• **Tarefas e exercícios**
1. Liste as palavras que o texto sobre a união estável usa para designar cada um dos membros da união, sem contar variações de número como palavras distintas.
2. Continue o texto sobre os direitos patrimoniais na união estável a partir do ponto em que ele termina.

A relação instituída entre companheiros enseja diversos direitos patrimoniais decorrentes da interação econômica, estabelecida, primordialmente, pelo regime de bens adotado. O direito à meação, esculpido no art. 1.725 da carta civilista adota o regime da comunhão parcial de bens como o legalmente estipulado, na ausência de outra estipulação. Em suma: os bens adquiridos a título oneroso na constância da união são pertencentes a ambos os companheiros, havendo de ser partilhados em observância aos regramentos regentes do regime parcial. A administração dos aludidos bens também é alvo de observância análoga, pois que cada parceiro administrará livremente seus bens particulares, enquanto a administração do patrimônio em comum restará cabível a qualquer dos conviventes.
De igual forma ao estabelecido no casamento, na união estável busca-se a integralidade dos bens adquiridos, os quais formam o patrimônio comum do casal, havendo necessidade de autorização em casos de alienação, vez que tal ato poderá repercutir negativamente na esfera patrimonial conjunta. Como a instituição de uma união decorre, por vezes, de uma situação fática, não sendo objeto de registro, inexiste um ato que dê a devida publicidade a esta convivência e que faça a necessidade de anuência do companheiro para fins de alienação de um dado imóvel, quando atua um terceiro de boa-fé. Deve ser invocada a teoria da aparência nestes casos, sendo cabível ao pleiteante prejudicado justa indenização.

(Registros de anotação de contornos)
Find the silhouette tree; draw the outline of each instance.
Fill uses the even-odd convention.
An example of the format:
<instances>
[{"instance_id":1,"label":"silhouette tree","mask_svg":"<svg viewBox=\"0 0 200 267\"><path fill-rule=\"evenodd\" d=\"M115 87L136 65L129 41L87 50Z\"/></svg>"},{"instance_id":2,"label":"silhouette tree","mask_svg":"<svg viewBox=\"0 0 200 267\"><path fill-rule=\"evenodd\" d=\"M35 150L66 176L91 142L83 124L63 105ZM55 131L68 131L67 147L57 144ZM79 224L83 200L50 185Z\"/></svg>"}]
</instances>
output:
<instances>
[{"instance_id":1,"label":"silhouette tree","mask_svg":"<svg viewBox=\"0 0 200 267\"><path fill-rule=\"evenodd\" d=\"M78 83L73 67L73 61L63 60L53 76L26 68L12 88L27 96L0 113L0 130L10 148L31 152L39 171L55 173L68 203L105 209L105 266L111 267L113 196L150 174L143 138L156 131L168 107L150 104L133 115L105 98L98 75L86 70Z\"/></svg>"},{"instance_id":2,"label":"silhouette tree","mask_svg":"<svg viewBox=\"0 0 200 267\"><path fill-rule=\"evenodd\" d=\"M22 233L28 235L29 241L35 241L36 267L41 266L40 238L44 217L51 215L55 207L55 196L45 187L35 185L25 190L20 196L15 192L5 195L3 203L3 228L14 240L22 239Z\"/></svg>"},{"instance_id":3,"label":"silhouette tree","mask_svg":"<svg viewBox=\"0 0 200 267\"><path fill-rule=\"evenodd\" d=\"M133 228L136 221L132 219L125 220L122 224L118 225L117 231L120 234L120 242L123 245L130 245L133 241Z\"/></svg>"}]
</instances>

• **Respostas por tarefa**
1. O texto usa três palavras: companheiro (também no plural, companheiros), parceiro e convivente (que aparece no plural, conviventes).

2.
Outra ilação se perfaz quanto à necessidade ou não da imposição do regime de separação de bens para os companheiros em dadas situações pessoais, analogicamente ao casamento (art. 1.641/CC). Perspicaz anotação consagra CAIO MÁRIO DA SILVA PEREIRA (1976. v. 6. p. 547), para o qual a aceitação dessa possibilidade de não obrigatoriedade, isto é, de previsibilidade de opção do regime de comunhão parcial mediante prévio contrato, significaria estar-se: “[…] mais uma vez, prestigiando a união estável em detrimento do casamento, o que não parece ser o objetivo do legislador constitucional, ao incentivar a conversão da união estável em casamento. No nosso entender, deve-se aplicar aos companheiros maiores de 60 anos as mesmas limitações previstas para o casamento para os maiores desta idade: deve prevalecer o regime de separação legal de bens. A omissão do legislador na hipótese dos companheiros idosos criou flagrante conflito de interpretação”.
Em verdade, não achamos que se trata de conflito de interpretação, visto que, a todo o momento, aplicamos a analogia requestada pelos ditames da Lei de Introdução ao Código Civil (art.4º) para maior aplicabilidade normativa às relações de união estável, situação que, de per si, implicaria admitir a obrigatoriedade de adoção do regime de separação de bens em casos previstos para a consumação do matrimônio às uniões estáveis e, principalmente, diante do comando emergente do art.226, §3º da Magna Carta.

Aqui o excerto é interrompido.